» DESCRIPTION OF THE TASK: Please output the entries that follow exactly, without a single image.

» THE INPUT:
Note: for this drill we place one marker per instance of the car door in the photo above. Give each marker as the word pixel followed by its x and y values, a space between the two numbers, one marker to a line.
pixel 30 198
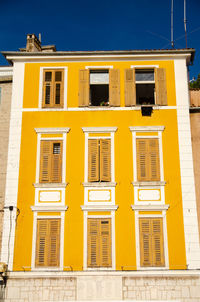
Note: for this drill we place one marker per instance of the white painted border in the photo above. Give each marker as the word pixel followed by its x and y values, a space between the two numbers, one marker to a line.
pixel 64 84
pixel 137 238
pixel 112 217
pixel 99 67
pixel 11 191
pixel 34 239
pixel 186 166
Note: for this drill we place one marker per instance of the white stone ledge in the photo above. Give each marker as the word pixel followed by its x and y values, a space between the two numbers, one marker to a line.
pixel 133 274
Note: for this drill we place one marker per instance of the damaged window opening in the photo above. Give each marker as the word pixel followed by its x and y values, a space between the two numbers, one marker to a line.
pixel 99 87
pixel 145 87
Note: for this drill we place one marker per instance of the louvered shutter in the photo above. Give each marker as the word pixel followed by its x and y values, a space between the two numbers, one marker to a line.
pixel 45 161
pixel 142 159
pixel 42 243
pixel 56 162
pixel 130 87
pixel 114 87
pixel 93 257
pixel 105 160
pixel 161 88
pixel 93 160
pixel 47 88
pixel 54 242
pixel 84 83
pixel 154 160
pixel 105 243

» ANSWER AREA:
Note: for this drill we place one marker per instance of the car door in the photo above. Give each marker as the word pixel followed by its x and y values, a space between the two numbers, one marker to a line.
pixel 30 198
Note: for this drill we place one marker per instance of the white painted border in the photo above. Give each marker as the word pixel followed by its x and y values, a space between the two numbers, one marker to a line.
pixel 64 84
pixel 137 238
pixel 112 217
pixel 99 67
pixel 11 191
pixel 34 239
pixel 186 166
Note: for this drill we place one marker per instance of the white stone ledge in the photo above. Give each marker as the word pixel followed by its x and y values, a space between the two numbers, one marker to a line.
pixel 133 274
Note: for this drill we place one marker per instance of the damaged window opening in the photo above. Give each marker as the word pixel followed by its x and y values, a space between the two numbers, one marker to a line.
pixel 99 87
pixel 145 87
Note: for this drill we place one marker per instance of the louvered shutter in the photo above. Give each marker as the word pixel followed by its x and y values, a space between the two numbers, one marker to a line.
pixel 45 161
pixel 142 159
pixel 42 243
pixel 56 162
pixel 130 87
pixel 114 87
pixel 93 257
pixel 105 160
pixel 161 88
pixel 93 160
pixel 47 88
pixel 54 242
pixel 84 83
pixel 154 160
pixel 105 243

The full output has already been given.